[[ DATA TO EXAMINE open ]]
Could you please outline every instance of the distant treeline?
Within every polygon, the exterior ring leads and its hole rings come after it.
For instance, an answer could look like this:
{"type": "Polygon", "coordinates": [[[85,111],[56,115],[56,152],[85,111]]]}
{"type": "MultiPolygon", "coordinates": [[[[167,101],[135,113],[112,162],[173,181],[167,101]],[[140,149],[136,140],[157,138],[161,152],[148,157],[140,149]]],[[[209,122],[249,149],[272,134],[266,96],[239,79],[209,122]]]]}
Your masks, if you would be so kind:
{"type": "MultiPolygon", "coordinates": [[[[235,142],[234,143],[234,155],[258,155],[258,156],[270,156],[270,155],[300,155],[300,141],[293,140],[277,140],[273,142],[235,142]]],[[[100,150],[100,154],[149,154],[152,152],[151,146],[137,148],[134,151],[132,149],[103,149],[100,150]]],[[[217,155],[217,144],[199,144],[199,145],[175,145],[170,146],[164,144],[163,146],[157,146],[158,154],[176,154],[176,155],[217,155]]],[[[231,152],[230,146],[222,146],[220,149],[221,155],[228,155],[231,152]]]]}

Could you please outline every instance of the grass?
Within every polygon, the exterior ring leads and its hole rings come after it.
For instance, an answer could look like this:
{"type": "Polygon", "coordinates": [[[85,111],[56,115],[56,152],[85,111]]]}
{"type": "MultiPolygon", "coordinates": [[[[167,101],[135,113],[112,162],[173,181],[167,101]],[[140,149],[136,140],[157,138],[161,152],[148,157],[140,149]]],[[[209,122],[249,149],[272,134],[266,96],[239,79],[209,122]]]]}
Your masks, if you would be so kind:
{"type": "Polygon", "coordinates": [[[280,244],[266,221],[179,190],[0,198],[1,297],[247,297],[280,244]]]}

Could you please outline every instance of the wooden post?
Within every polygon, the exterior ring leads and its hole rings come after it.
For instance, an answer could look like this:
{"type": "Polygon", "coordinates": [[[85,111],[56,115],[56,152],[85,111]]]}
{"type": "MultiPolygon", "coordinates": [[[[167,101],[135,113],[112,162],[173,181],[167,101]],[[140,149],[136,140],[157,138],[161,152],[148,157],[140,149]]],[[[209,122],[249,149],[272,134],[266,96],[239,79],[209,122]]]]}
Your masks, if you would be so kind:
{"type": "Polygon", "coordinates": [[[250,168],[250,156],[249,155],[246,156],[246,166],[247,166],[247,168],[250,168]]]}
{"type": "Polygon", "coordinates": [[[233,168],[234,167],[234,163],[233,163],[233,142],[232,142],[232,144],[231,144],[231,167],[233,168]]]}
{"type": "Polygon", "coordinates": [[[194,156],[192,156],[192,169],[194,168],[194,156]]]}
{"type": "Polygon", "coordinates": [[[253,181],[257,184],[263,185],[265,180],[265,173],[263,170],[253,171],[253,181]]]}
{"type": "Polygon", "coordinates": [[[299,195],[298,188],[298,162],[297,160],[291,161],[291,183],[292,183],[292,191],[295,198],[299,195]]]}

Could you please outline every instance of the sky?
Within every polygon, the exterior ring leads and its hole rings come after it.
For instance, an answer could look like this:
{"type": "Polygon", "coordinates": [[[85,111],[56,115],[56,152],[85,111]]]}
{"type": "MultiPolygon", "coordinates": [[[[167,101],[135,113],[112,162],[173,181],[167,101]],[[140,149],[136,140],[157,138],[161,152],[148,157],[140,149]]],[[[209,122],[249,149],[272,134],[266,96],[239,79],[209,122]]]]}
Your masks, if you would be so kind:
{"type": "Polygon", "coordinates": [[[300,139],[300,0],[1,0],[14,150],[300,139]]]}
[[ DATA TO EXAMINE closed ]]
Looking at the entries above, count each line that includes the string "please" and give only the total.

EXERCISE SOLUTION
4